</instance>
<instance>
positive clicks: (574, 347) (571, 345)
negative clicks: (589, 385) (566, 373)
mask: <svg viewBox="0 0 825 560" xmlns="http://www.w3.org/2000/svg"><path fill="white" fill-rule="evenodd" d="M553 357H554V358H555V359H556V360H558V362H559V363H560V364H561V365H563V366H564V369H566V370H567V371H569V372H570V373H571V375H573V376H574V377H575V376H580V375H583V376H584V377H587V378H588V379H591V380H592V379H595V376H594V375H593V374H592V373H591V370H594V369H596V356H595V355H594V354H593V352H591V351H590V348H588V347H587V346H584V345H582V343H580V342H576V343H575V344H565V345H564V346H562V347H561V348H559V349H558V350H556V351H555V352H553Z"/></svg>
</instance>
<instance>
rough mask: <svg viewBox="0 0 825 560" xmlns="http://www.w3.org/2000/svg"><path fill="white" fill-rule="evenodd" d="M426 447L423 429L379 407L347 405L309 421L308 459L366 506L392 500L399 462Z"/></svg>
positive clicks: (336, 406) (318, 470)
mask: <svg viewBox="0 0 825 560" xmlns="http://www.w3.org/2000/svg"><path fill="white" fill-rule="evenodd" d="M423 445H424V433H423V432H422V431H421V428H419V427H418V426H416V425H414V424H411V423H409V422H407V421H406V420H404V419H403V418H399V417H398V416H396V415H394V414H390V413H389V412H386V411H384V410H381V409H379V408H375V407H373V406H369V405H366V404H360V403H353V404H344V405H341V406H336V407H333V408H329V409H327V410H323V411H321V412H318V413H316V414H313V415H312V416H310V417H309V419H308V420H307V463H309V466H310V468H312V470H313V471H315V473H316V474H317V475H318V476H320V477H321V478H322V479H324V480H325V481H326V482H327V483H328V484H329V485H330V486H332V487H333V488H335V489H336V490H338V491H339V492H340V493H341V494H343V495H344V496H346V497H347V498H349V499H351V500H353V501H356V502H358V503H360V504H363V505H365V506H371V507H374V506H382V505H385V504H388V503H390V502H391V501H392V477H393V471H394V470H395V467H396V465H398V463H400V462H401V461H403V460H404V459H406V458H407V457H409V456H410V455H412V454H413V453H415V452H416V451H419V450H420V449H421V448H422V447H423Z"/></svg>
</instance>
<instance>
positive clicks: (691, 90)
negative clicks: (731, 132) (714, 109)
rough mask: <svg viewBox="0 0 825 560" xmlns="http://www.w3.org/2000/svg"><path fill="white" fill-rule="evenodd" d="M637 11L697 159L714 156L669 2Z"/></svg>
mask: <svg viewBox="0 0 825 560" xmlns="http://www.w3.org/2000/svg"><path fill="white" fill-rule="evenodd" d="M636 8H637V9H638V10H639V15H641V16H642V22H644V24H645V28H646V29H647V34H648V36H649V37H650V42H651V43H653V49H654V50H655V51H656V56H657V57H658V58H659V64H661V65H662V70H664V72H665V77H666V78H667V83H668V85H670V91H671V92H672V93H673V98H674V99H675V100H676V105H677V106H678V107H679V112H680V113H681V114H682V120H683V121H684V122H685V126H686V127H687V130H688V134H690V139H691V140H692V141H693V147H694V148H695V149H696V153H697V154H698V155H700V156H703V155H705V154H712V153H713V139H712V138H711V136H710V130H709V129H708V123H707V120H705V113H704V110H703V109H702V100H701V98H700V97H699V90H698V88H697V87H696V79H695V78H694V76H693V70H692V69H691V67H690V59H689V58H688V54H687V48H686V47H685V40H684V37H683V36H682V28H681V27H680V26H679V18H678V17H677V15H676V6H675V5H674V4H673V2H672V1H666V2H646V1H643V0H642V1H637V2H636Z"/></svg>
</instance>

--

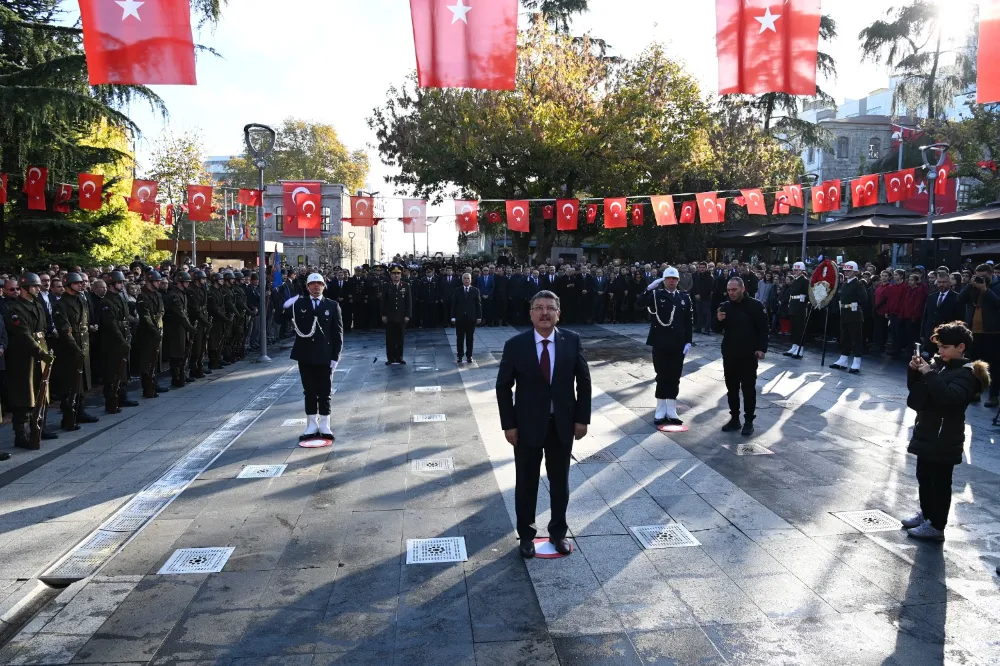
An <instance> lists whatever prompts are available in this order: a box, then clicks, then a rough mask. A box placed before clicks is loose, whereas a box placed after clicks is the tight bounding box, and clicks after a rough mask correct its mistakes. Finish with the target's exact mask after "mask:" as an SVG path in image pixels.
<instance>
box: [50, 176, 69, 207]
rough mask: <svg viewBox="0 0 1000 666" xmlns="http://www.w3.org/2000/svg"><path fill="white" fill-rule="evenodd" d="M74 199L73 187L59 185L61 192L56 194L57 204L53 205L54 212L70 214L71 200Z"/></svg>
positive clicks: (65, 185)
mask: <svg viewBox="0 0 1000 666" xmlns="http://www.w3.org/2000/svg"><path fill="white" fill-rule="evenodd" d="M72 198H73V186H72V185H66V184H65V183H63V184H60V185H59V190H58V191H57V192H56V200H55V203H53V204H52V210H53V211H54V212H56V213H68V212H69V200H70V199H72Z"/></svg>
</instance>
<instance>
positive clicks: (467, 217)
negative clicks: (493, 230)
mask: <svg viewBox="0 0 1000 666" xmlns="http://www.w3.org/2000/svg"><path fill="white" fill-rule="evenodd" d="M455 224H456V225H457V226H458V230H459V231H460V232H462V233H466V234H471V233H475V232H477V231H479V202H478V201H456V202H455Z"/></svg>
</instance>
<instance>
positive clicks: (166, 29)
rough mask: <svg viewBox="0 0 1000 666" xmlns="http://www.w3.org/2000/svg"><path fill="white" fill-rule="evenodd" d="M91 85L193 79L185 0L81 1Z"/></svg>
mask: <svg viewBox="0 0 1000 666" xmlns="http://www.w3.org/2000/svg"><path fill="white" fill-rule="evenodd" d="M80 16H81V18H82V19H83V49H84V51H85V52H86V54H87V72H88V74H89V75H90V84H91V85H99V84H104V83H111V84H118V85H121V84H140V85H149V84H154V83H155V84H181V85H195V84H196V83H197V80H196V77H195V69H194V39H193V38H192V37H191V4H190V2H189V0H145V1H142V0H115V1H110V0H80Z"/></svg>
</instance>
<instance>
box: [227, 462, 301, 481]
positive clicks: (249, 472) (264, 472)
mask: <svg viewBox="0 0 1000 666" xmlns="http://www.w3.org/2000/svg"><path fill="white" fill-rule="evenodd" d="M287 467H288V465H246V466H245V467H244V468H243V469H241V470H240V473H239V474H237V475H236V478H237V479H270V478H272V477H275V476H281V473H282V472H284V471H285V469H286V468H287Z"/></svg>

---

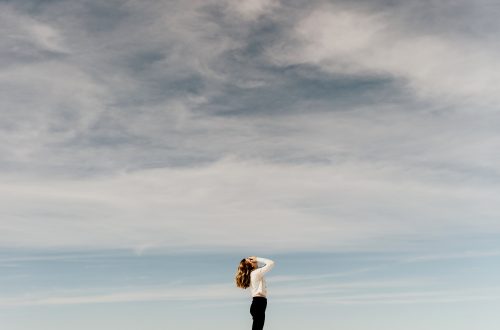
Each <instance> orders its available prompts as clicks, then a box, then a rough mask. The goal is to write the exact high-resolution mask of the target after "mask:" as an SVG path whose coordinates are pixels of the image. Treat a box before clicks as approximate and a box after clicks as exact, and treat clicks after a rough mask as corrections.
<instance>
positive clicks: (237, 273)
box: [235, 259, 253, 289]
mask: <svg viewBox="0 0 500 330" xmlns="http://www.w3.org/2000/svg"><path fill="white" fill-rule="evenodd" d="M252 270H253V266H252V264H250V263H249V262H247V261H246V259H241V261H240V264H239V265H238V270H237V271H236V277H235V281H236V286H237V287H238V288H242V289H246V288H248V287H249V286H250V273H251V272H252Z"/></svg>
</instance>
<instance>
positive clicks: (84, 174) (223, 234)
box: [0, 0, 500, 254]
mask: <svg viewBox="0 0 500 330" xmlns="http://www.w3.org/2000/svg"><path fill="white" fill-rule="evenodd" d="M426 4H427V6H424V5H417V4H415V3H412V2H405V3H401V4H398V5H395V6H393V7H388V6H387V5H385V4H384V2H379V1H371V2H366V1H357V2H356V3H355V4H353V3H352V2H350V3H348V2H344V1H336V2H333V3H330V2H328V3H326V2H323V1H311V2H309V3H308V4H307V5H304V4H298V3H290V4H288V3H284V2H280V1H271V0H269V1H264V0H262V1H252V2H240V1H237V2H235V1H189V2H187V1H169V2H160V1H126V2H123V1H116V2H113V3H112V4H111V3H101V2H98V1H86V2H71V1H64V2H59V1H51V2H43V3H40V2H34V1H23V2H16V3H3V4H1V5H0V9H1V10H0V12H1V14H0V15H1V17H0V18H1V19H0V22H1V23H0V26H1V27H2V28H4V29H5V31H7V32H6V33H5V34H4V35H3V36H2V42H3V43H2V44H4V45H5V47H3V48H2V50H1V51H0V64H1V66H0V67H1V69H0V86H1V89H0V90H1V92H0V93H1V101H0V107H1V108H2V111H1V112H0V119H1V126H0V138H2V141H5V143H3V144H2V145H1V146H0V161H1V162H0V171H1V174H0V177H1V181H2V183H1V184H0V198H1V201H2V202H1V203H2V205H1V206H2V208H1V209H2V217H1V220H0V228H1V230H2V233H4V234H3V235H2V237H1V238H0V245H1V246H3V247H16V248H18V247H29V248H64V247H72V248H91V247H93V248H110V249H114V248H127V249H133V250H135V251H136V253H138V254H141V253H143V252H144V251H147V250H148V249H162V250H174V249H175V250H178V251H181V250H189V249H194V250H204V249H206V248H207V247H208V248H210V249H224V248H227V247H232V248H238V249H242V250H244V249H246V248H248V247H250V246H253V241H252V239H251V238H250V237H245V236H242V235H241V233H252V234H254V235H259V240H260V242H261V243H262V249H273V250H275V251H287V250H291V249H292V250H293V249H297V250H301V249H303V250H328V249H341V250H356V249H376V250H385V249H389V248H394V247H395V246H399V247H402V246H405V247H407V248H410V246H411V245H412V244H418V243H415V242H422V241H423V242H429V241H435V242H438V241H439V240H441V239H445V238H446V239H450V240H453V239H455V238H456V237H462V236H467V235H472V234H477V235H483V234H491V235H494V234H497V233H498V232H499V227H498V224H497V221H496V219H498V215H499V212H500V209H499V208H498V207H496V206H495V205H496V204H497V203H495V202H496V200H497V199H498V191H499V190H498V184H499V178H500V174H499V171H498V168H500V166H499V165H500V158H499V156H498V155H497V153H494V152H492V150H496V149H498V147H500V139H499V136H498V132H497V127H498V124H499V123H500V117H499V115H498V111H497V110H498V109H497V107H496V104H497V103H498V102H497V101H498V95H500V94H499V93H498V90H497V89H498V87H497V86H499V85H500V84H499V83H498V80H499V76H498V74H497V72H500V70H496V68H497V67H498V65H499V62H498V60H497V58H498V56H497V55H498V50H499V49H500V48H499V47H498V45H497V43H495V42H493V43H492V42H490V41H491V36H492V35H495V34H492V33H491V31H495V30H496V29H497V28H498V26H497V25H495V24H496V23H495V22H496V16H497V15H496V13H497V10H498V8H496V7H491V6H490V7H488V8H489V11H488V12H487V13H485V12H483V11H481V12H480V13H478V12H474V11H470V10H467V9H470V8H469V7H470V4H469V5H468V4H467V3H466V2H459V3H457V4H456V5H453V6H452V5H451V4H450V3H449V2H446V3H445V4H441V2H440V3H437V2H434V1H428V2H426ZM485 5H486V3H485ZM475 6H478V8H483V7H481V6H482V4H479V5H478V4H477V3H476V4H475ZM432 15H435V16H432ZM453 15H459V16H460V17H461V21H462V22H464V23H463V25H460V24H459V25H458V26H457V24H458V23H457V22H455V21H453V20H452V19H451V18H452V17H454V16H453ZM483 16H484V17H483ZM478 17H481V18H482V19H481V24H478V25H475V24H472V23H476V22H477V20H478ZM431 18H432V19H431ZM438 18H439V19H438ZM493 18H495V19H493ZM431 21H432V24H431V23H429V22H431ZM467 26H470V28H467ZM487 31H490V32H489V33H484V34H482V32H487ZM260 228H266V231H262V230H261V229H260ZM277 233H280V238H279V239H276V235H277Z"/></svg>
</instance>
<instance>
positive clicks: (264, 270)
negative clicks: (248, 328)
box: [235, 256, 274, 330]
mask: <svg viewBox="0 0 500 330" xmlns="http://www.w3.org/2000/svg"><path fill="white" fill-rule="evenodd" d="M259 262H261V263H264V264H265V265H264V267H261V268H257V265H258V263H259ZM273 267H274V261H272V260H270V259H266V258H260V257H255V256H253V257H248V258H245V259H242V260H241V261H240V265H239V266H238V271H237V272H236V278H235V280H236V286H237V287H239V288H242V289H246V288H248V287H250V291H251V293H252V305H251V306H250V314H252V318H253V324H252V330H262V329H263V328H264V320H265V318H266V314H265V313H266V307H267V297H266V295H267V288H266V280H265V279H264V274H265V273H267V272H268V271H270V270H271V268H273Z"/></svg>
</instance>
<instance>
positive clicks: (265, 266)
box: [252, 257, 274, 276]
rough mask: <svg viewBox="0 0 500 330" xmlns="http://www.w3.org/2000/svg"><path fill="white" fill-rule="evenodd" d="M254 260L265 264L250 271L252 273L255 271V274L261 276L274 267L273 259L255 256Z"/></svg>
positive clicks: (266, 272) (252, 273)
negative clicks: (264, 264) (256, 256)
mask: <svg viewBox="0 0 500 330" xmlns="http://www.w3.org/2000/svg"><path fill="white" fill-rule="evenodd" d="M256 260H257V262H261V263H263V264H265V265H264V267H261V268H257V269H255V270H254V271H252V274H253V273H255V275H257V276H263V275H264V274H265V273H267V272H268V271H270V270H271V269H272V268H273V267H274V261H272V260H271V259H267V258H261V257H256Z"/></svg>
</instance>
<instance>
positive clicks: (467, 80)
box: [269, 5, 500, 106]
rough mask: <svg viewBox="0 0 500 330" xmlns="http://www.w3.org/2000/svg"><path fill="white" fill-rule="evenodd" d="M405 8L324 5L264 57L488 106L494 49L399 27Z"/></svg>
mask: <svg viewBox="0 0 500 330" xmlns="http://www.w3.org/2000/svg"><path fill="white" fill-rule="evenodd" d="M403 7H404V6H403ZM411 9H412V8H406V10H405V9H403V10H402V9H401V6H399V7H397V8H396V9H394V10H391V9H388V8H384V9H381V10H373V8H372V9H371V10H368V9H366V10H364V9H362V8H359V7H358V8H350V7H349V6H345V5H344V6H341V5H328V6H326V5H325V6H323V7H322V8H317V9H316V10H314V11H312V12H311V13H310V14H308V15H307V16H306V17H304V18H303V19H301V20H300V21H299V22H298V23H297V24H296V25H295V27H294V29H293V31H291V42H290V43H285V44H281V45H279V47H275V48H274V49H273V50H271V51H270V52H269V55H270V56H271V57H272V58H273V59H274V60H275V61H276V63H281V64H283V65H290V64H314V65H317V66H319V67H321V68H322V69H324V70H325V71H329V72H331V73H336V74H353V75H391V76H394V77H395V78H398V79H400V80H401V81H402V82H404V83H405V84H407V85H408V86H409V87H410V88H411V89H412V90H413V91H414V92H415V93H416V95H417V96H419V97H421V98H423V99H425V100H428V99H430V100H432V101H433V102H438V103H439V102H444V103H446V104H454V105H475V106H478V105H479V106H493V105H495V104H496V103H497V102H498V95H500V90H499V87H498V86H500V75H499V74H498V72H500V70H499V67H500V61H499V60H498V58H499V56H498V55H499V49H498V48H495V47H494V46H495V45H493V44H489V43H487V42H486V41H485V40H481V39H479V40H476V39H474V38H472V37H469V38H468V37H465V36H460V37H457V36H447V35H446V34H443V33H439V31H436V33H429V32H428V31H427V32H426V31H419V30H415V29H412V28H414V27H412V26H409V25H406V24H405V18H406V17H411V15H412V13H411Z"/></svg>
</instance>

● Task prompt
Rewrite the part of the records that opens with the line containing "260L265 264L250 271L252" and closes with the line containing "positive clicks: (266, 272) (252, 273)", replacing "rough mask" with "coarse mask" and keeping everything else the same. Give only those lines.

● Your response
coarse mask: <svg viewBox="0 0 500 330" xmlns="http://www.w3.org/2000/svg"><path fill="white" fill-rule="evenodd" d="M254 260L265 264L250 271L252 273L255 271V274L261 276L274 267L273 259L255 256Z"/></svg>
positive clicks: (266, 272) (252, 273)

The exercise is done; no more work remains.